Walau sama-sama debutan, empat pemeran utama nyatanya sanggup memberi cukup energi guna menggerakkan filmnya. Dinamika dua pria, Bryan Warrow si biang onar dan Arya Vasco yang lebih berhati-hati, Alexandra Kosasie yang senantiasa mencengkeram atensi ketika melontarkan komentar sinis, hingga Lutesha yang mampu mewakili sisi kelam remaja dengan depresi. Sementara di jajaran pendukung, Tyo Pakusadewo dan Karina Suwandi sebagai orang tua Zeke memberi penampilan terbaik, menghadirkan dua sisi duka kontradiktif: kediaman meresahkan dan luapan pilu menusuk. Ceramah bertubi-tubi Joko Anwar (ayah Konji), juga eksentriknya Indah Kalalo (ibu Orly) pun tak kalah mencuri perhatian.

Tentu My Generation bukan mengenai senang-senang semata. Sejak menit awal, tanpa basa-basi kuartet protagonisnya langsung menyuarakan isi hati yang niscaya segera diamini golongan penonton masa kini. Curahan tersebut memanaskan konflik mereka dengan orang tua masing-masing. Zeke merasa keberadaannya tak diharapkan, Konji selalu diceramahi tentang norma, Suki lelah dianggap memalukan nama keluarga, sementara Orly risi mendapati sang ibu yang terlampau eksis di media sosial dan memacari pria berusia jauh lebih muda. Pertanyaannya, seberapa cerdik Upi mengolah bentrokan generasi ini?
Di satu titik karakternya mengutarakan perspektif jika sikap protektif orang tua dikarenakan sewaktu muda dahulu berbuat hal serupa anak-anaknya. Ada kesadaran seputar siklus berulang perilaku tiap generasi. Sayangnya Upi urung menggali soal itu. Padahal bisa muncul titik temu, solusi berupa pemahaman kedua belah pihak bahwa orang tua pernah muda dan sama liarnya, sedangkan milenial suatu hari (mungkin) akan mengalami perubahan pola pikir seiring pendewasaan. Akhirnya My Generation berhenti di tataran "kado bagi milenial". Tidak salah, tapi berpotensi membahas perihal generasi secara lebih luas.
* * * * * * * * *
» SOAL 1
Tentukan apakah setiap pernyataan berikut sesuai dengan ulasan film My Generation, lalu jawab ya atau tidak disertai kutipan persis kata-kata ulasan yang menentukannya.
(a) Keempat pemeran utama film ini sama-sama debutan.
(b) Tyo Pakusadewo dan Karina Suwandi berperan sebagai orang tua Orly.
(c) Upi menggali secara mendalam kesadaran tentang siklus perilaku yang berulang pada tiap generasi.
Teks bacaan dan entri merupakan bahan yang terpisah satu sama lain.

[Baris-baris dari sebuah set data]
* * * * * * * * *
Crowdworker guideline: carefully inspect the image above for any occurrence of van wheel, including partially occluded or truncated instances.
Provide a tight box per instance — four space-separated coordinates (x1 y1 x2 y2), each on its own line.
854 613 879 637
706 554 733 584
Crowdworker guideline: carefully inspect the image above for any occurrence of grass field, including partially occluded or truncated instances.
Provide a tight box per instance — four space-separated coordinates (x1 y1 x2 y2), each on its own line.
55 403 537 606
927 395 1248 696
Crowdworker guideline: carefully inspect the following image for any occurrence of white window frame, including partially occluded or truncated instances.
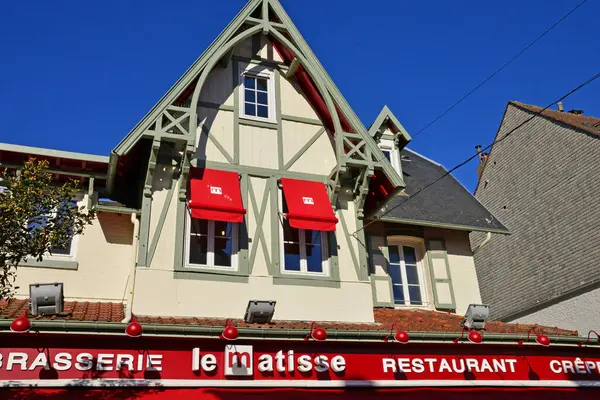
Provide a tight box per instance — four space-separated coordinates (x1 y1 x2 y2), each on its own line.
36 199 83 261
379 139 400 174
277 189 330 276
387 236 433 308
238 62 277 124
184 206 240 271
* * * * * * * * *
» SOAL 2
Salin ulang persis baris-baris pada entri, dimulai dari baris yang memuat "Crowdworker guideline: carefully inspect the following" dan terus sampai baris yang memuat "387 236 433 308", kedua baris itu ikut disalin. Jangan sertakan gambar dalam jawaban.

» JAWABAN TERTULIS 1
(a) Ya: "Walau sama-sama debutan, empat pemeran utama nyatanya sanggup memberi cukup energi guna menggerakkan filmnya."
(b) Tidak: "Tyo Pakusadewo dan Karina Suwandi sebagai orang tua Zeke"
(c) Tidak: "Sayangnya Upi urung menggali soal itu."

» JAWABAN TERTULIS 2
Crowdworker guideline: carefully inspect the following image for any occurrence of white window frame, including partially occluded or truncated instances.
Provide a tight box per instance — four space-separated coordinates (x1 y1 x2 y2), each on its own line.
36 199 83 261
379 139 400 174
277 189 330 276
387 236 433 308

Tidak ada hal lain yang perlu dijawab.